→ Excerpt to read
--- Start ---
FORM OF CERTIFICATE OF EXCHANGE
TEGNA Inc.
8350 Broad Street
Suite 2000
Tysons, VA 22102
Attention: Secretary

[By Hand or Overnight

U.S. Bank Corporate Trust Services Group
P.O. Box 64111
St. Paul, MN  55107
Attn: Transfers]

[By Certified or Registered Mail

U.S. Bank Corporate Trust Services Group
60 Livingston Avenue
St Paul, MN  55164-0111
Attn: Specialized Finance]
Re: 4.750% Senior Notes Due 2026 (the “Notes”)
(CUSIP                     )
Reference is hereby made to the Indenture, dated as of March 1, 1983 (the “Base Indenture”), as amended and supplemented by a First Supplemental Indenture, dated as of November 5, 1986 (the “First Supplemental Indenture”), among the Issuer, Citibank and Sovran Bank, N.A. (now known as Bank of America) and a Second Supplemental Indenture dated as of June 1, 1995 (the “Second Supplemental Indenture”), among the Issuer, NationsBank, N.A. (now known as Bank of America) and Crestar Bank (now known as Truist Securities) and a Fifteenth Supplemental Indenture, dated as of September      , 2020 (the “Fifteenth Supplemental Indenture”), between the Issuer and the U.S. Bank National Association (the “Trustee”) (the term “Indenture” as used hereinafter refers to the Base Indenture as amended and supplemented by the First Supplemental Indenture, the Second Supplemental Indenture and the Fifteenth Supplemental Indenture). Capitalized terms used but not defined herein shall have the meanings given to them in the Indenture.
                            (the “Owner”) owns and proposes to exchange the Note[s] or interest in such Note[s] specified herein, in the principal amount of $         in such Note[s] or interests (the “Exchange”). In connection with the Exchange, the Owner hereby certifies that:
1. Exchange of Restricted Definitive Notes or Beneficial Interests in a Restricted Global Note for Unrestricted Definitive Notes or Beneficial Interests in an Unrestricted Global Note
(a)    Check if Exchange is from beneficial interest in a Restricted Global Note to beneficial interest in an Unrestricted Global Note. In connection with the Exchange of the Owner’s beneficial interest in a Restricted Global Note for a beneficial interest in an Unrestricted Global Note in an equal principal amount, the Owner hereby certifies (i) the beneficial interest is being acquired for the Owner’s own account without transfer, (ii) such Exchange has been effected in compliance with the transfer restrictions applicable to the Global Notes and pursuant to and in accordance with the Securities Act of
    

E-1
4847-0244-4745.5




1933, as amended (the “Securities Act”), (iii) the restrictions on transfer contained in the Indenture and the Private Placement Legend are not required in order to maintain compliance with the Securities Act and (iv) the beneficial interest in an Unrestricted Global Note is being acquired in compliance with any applicable blue sky securities laws of any state of the United States.
--- End ---
→ Given instruction 1
According to the certificate of exchange, on what date is the Base Indenture dated?
→ Given instruction 2
Carry on the certificate of exchange, picking up right after its last sentence.
The material after this point is separate from the certificate of exchange.

→ Dataset content
--- Start ---
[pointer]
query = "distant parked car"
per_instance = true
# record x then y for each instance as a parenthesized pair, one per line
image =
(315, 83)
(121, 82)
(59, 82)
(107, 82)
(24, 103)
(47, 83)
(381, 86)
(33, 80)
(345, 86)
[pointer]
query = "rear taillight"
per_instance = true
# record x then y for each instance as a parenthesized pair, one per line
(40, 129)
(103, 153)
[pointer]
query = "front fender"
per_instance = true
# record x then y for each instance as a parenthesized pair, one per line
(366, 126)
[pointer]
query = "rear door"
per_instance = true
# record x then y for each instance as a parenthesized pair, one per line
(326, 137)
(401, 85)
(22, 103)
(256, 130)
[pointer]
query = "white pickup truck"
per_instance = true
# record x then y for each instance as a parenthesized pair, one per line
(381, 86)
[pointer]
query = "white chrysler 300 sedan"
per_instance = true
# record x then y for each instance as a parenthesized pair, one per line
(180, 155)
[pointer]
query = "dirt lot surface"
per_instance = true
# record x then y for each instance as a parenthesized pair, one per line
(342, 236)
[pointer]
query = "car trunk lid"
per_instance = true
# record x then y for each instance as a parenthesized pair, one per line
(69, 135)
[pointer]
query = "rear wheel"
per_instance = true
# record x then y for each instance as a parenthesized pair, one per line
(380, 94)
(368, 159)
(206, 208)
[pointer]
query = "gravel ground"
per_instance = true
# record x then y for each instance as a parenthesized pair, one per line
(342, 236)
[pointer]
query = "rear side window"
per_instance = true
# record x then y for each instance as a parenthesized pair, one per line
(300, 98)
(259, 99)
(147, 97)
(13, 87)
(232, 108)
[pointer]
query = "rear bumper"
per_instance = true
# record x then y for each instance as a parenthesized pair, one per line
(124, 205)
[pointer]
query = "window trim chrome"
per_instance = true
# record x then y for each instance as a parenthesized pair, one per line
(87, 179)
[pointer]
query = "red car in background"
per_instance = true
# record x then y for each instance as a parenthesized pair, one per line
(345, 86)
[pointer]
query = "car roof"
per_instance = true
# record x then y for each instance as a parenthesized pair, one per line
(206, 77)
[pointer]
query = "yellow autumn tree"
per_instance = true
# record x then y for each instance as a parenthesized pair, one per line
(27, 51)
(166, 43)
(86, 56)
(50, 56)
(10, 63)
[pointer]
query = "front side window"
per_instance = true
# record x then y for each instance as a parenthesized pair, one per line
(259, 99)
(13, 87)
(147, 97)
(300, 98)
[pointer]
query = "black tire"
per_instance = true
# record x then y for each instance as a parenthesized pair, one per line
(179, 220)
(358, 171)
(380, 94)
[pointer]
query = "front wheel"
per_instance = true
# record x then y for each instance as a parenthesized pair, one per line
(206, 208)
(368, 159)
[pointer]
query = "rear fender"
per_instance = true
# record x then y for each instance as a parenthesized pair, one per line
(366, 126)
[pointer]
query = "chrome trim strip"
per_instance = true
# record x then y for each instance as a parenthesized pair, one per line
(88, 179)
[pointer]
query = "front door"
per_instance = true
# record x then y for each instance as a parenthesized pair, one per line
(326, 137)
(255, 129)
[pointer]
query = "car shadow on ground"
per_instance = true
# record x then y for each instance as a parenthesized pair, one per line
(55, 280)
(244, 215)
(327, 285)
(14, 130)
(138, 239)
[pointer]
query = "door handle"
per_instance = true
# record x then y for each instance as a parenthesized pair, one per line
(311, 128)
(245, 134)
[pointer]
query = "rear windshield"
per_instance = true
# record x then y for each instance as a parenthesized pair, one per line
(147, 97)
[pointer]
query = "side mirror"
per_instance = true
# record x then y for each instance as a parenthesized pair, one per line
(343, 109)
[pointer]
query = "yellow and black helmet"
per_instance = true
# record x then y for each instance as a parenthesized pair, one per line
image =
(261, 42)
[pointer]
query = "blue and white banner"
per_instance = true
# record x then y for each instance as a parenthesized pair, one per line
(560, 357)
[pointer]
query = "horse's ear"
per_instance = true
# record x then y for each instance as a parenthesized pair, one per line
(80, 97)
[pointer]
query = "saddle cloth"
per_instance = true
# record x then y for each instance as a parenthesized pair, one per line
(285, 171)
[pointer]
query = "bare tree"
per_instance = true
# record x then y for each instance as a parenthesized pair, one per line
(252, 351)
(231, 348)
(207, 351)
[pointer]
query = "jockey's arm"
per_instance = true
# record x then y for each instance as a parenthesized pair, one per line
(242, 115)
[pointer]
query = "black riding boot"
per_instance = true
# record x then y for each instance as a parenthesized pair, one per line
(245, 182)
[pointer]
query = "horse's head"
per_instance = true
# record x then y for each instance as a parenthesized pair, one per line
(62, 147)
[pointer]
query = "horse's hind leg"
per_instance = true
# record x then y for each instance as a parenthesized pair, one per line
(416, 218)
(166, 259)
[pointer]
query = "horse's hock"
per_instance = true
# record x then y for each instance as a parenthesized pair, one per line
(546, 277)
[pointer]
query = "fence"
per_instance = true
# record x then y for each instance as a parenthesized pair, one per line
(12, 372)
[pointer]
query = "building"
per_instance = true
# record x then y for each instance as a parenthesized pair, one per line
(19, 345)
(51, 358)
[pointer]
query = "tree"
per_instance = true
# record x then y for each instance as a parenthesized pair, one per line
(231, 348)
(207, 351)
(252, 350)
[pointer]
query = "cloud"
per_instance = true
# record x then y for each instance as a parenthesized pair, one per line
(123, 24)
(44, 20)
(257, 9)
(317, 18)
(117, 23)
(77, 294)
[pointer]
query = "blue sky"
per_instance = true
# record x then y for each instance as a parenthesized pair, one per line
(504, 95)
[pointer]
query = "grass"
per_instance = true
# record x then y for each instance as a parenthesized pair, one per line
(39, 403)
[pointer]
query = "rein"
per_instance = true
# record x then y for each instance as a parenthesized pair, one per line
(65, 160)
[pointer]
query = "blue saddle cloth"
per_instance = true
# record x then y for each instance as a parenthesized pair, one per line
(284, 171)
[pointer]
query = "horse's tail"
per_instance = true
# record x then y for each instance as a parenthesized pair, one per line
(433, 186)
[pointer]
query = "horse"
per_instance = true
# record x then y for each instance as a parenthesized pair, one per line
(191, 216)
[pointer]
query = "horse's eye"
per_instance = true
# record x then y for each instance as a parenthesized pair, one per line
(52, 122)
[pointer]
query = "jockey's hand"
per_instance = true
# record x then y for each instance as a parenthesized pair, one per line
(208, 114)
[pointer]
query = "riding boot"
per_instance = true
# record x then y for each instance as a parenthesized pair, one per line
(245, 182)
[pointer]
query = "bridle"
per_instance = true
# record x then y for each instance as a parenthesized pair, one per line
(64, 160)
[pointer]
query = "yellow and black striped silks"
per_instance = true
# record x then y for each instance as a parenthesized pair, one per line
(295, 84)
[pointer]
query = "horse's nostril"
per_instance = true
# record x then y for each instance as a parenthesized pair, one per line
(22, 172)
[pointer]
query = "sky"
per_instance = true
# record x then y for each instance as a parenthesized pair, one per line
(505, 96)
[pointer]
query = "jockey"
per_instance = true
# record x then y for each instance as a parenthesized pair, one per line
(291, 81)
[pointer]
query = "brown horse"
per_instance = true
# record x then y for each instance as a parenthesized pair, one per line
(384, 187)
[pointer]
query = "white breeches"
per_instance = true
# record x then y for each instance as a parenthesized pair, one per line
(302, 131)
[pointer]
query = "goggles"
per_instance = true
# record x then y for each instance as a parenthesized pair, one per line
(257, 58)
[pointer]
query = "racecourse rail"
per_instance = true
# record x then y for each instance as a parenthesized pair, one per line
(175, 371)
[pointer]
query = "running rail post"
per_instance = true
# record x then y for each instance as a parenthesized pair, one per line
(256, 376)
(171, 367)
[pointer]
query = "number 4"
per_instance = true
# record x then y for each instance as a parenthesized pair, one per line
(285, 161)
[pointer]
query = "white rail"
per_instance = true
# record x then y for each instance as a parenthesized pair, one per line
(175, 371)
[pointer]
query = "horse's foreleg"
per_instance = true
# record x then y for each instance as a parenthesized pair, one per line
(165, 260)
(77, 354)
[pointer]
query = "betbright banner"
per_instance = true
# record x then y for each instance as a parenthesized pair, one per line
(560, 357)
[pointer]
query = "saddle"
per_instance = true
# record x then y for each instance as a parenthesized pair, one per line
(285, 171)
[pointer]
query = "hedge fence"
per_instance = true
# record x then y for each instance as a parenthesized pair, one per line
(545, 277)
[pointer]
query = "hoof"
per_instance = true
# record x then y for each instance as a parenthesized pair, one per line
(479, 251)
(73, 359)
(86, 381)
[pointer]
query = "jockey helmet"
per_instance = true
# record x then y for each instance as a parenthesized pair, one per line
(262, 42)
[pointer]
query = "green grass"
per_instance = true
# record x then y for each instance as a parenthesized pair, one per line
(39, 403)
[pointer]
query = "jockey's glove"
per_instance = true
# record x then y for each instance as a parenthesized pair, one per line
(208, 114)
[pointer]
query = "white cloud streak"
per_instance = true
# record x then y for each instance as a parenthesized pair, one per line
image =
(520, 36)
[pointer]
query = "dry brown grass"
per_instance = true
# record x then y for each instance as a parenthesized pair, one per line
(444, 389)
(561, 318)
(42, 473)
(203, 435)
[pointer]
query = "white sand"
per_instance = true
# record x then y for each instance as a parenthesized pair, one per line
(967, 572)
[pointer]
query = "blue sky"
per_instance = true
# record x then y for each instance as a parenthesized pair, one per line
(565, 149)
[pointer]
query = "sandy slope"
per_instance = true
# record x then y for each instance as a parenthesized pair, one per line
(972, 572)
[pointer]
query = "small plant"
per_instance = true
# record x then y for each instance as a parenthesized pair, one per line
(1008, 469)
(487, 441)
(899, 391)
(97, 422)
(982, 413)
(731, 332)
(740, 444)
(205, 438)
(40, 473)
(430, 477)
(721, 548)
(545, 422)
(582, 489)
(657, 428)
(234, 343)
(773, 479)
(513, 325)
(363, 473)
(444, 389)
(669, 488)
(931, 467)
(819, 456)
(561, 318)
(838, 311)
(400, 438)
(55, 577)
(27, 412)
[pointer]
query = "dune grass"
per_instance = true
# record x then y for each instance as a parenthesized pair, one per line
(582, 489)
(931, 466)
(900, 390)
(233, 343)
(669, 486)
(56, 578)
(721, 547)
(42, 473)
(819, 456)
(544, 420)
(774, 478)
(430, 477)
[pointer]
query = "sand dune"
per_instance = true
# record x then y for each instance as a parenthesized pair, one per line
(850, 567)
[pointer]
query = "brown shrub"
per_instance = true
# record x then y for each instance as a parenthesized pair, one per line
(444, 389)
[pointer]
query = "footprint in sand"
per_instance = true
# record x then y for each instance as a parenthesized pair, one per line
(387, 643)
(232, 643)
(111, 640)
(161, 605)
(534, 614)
--- End ---
→ Answer 1
March 1, 1983.

→ Answer 2
(b)    Check if Exchange is from beneficial interest in a Restricted Global Note to Unrestricted Definitive Note. In connection with the Exchange of the Owner’s beneficial interest in a Restricted Global Note for an Unrestricted Definitive Note, the Owner hereby certifies (i) the Definitive Note is being acquired for the Owner’s own account without transfer, (ii) such Exchange has been effected in compliance with the transfer restrictions applicable to the Restricted Global Notes and pursuant to and in accordance with the Securities Act, (iii) the restrictions on transfer contained in the Indenture and the Private Placement Legend are not required in order to maintain compliance with the Securities Act and (iv) the Definitive Note is being acquired in compliance with any applicable blue sky securities laws of any state of the United States.
(c)    Check if Exchange is from Restricted Definitive Note to beneficial interest in an Unrestricted Global Note. In connection with the Owner’s Exchange of a Restricted Definitive Note for a beneficial interest in an Unrestricted Global Note, the Owner hereby certifies (i) the beneficial interest is being acquired for the Owner’s own account without transfer, (ii) such Exchange has been effected in compliance with the transfer restrictions applicable to Restricted Definitive Notes and pursuant to and in accordance with the Securities Act, (iii) the restrictions on transfer contained in the Indenture and the Private Placement Legend are not required in order to maintain compliance with the Securities Act and (iv) the beneficial interest is being acquired in compliance with any applicable blue sky securities laws of any state of the United States.
(d)    Check if Exchange is from Restricted Definitive Note to Unrestricted Definitive Note. In connection with the Owner’s Exchange of a Restricted Definitive Note for an Unrestricted Definitive Note, the Owner hereby certifies (i) the Unrestricted Definitive Note is being acquired for the Owner’s own account without transfer, (ii) such Exchange has been effected in compliance with the transfer restrictions applicable to Restricted Definitive Notes and pursuant to and in accordance with the Securities Act, (iii) the restrictions on transfer contained in the Indenture and the Private Placement Legend are not required in order to maintain compliance with the Securities Act and (iv) the Unrestricted Definitive Note is being acquired in compliance with any applicable blue sky securities laws of any state of the United States.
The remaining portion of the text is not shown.